## [Things to do]
a) In the forum thread about a Samsung TV, which firmware version did the TV come with, according to the poster who says they don't have the update yet?
b) Carry the forum thread about a Samsung TV forward from its last post.

## [Extract]
** start **

How did you get an updated firmware for the tv? I looked all over Samsung.com and couldn't find anything.
post #5892 of 14846
Both are linked in this thread. At home I have 1025 and 1026 sitting on my desktop. Just not sure if I am going to use them. If I get the TV and everything is perfect...I am not going to touch anything.
post #5893 of 14846
Quote:
Originally Posted by Silver Ecstasy View Post



How did you get an updated firmware for the tv? I looked all over Samsung.com and couldn't find anything.

I don't have it yet. My TV came with version 1018. Samsung isn't going to have firmware just sitting in on their site. I am sure there are compatibility issues between older sets and newer firmware versions that could cause major problems so it would be pretty dumb for them to do so. This might be the case between TVs that had 1017 or older trying to go to 1025 or newer as BluesK1d has a rather odd issue right now.
post #5894 of 14846
Okay i'm playing Rainbow Six right now on PS3. With game mode Sports on, the picture looks great. With Adventure, or Off, the picture looks real dark and grainy. Well not so much grainy but sloppy I should say. The colors seem to bleed, where as with Sports, the color is brighter and cleaner.
post #5895 of 14846
Quote:
Originally Posted by Silver Ecstasy View Post

Okay i'm playing Rainbow Six right now on PS3. With game mode Sports on, the picture looks great. With Adventure, or Off, the picture looks real dark and grainy.

I used movie mode on my xbox 360.. then set it to game mode (standard).. I thought this one looked best with my config (i think).
post #5896 of 14846
Quote:
Originally Posted by Silver Ecstasy View Post

Okay i'm playing Rainbow Six right now on PS3. With game mode Sports on, the picture looks great. With Adventure, or Off, the picture looks real dark and grainy.

Do you set your PS3 to 720p max on Rainbow 6? I find that the 1080i setting is totally messed up on that game. Its also one of the worse ported games I have ever seen.
post #5897 of 14846
Quote:
Originally Posted by Graham5280 View Post

Hello,

BB just delivered my HLT6187 set yesterday. I was hoping I wouldn't end up with the prism problem.

Based on my pictures I took last night, is this below average, average, or worse than others have experienced?

"300" DVD via component cables. Also noticeable on Dish HD via HDMI.

How much prism should I expect and accept? Are there sets out there that have absolutley no prism effect?

Thanks


Mine looks exactly like the pictures you posted (using the same movie as an example). I am attaching one of your photos again because this is the EXACT same pattern I see on my screen at different times. It appears this visable also.
LL
post #5898 of 14846
Quote:
Originally Posted by Pocket Aces View Post

Do you set your PS3 to 720p max on Rainbow 6? I find that the 1080i setting is totally messed up on that game. Its also one of the worse ported games I have ever seen.

Nope mine's set to 1080p.
post #5899 of 14846



Images of my 61" with the test pattern with no major prism issues... it is there VERY dim, can barely even see it using the test pattern - but when watching any scene, black, lots of white with black at the bottom etc... I NEVER see it - and after reading about it here time and time again - I am looking for it, which kind of ruins the pleasure of watching media on this unit. When you read about issues, all you end up doing is looking for them.

** end **

(Records in a dataset)
** start **

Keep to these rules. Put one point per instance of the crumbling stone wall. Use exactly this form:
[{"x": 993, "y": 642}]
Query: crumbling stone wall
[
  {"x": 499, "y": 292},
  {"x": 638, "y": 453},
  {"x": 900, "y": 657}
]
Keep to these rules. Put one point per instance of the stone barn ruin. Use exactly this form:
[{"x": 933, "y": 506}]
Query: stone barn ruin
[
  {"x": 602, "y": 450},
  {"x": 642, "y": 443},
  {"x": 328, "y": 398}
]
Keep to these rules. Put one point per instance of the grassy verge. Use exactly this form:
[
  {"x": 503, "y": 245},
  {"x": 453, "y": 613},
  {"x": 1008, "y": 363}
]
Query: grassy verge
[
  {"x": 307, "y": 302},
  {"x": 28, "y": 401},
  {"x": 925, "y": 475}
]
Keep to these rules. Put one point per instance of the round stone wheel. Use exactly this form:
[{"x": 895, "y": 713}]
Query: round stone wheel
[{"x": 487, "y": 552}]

** end **
** start **

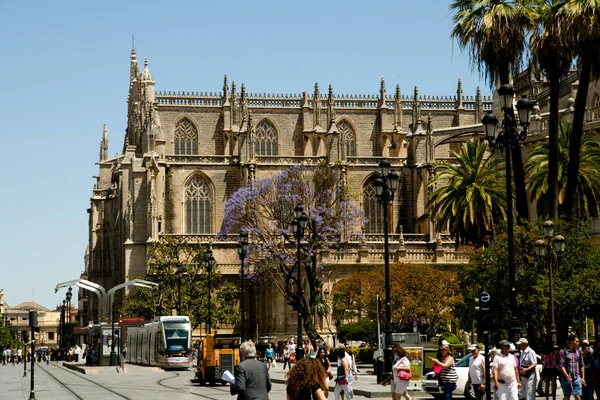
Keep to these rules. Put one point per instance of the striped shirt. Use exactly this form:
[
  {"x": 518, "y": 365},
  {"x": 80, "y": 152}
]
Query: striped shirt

** end **
** start **

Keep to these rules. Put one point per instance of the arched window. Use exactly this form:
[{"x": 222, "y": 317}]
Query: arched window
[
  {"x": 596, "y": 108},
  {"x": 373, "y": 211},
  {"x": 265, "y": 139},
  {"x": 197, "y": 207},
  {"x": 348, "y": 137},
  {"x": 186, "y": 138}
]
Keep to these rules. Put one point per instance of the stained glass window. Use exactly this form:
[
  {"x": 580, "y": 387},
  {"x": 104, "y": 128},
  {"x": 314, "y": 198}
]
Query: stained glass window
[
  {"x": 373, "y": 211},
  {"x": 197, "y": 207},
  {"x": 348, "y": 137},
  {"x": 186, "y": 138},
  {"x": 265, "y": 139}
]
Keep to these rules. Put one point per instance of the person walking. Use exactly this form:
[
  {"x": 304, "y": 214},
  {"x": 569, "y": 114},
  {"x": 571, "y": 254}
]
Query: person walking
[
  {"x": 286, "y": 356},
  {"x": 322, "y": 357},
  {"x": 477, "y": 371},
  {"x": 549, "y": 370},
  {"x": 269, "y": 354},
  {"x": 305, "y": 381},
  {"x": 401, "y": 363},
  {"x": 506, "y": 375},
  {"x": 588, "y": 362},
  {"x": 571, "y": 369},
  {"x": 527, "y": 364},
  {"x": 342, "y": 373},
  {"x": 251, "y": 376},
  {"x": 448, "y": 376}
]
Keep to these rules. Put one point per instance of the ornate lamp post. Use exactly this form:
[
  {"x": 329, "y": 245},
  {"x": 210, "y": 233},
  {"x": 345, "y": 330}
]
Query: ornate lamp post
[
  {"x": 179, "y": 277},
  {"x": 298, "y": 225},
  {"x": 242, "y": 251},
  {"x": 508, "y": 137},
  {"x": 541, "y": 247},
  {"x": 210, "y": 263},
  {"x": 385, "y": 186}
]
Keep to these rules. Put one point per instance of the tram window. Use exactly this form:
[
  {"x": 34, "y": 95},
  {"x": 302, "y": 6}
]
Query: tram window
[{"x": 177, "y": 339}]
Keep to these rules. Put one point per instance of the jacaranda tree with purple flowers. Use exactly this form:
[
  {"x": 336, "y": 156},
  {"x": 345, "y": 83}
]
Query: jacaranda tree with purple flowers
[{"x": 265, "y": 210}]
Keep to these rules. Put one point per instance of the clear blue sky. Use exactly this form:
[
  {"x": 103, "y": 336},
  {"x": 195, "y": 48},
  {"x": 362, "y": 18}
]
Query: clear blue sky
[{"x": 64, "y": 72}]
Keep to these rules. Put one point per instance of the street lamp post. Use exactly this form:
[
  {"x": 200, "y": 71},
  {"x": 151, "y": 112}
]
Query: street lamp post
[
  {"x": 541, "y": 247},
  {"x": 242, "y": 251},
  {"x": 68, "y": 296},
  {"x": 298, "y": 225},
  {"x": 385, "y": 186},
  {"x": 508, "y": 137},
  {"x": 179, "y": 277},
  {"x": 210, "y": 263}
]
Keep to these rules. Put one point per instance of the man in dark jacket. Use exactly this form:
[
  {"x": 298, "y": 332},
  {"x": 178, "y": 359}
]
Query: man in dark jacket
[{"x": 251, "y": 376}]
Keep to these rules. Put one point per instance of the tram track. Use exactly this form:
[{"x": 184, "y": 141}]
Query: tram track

** end **

## [Final answers]
a) Version 1018.

b)
The only problem I have is a shimmer effect on HD programming. Shows on vertical lines that are close together at time + when moving... My cable provider was out and said my signal level was great - so I have no idea what it is.

As for my geometry - I would say its 95% perfect. The top is near perfect, the bottom is perfect, and sides are near perfect... probably as good as it will get.
post #5900 of 14846
Quote:
Originally Posted by markm75 View Post

24hz or 24p.. which exact model do you have.. are you referring to the PS3? The ps3 will show 24hz.. but any other bluray player will show 60hz.

24p is displayed on the tv when playing bd back via ps3
post #5901 of 14846
Anthoneya. Sorry for the stupid question but what do you hit to get the test pattern? I will have my TV delivered Friday and I want to do this while the delivery guy was there. Thanks
post #5902 of 14846
Quote:
Originally Posted by markm75 View Post


Here are those settings I've been using :

Dynamic
Cont=87
Bright=53
Sharp=20
Color=42
Tint G52
Color Tone Normal
Digital NR = auto
DNIe=on
Active color=on
Color Gamut=RGB or WIDE


ok, 5689s with the following:

Movie
Cont=70
Bright=46
Sharp=35
Color=65
Tint G51
Tone=Warm2
NR=off
DNIe=off
Active Color=off
Gamut=sRGB


detailed settings has everything set to default or off with the exception of gamma, which i'm still testing. The final setting for that will be either 0, +1 or +2. also i haven't messed with the black enhancer or whatever it's called, but that shows some promise. right now the black levels seem just about perfect.

still very much a work in progress, but all of my test discs and patterns (Avia, DVE, S&V, HQV, HDNet, etc) agree that these are optimal.

here's a great tip to eyeball black levels: david letterman during latenight tends to wear dark suits. record the hd broadcast and test your black levels by looking for details in the folds of the fabric in his suits...

i'll have updates if anything changes, but right now this is just about perfect...
post #5903 of 14846
Quote:
Originally Posted by Mrbigvolume View Post

Anthoneya. Sorry for the stupid question but what do you hit to get the test pattern? I will have my TV delivered Friday and I want to do this while the delivery guy was there. Thanks

I think he's got either a jpg loaded using the USB port or he's got a calibration DVD of some sort. I don't believe the Samsung has any built in test screens unless they are in the hidden in the service menu. BTW what are you going to reject the TV based on cause some of the things can be fixed by a onsite technician. I have one coming out to fix some slight tilt I am seeing.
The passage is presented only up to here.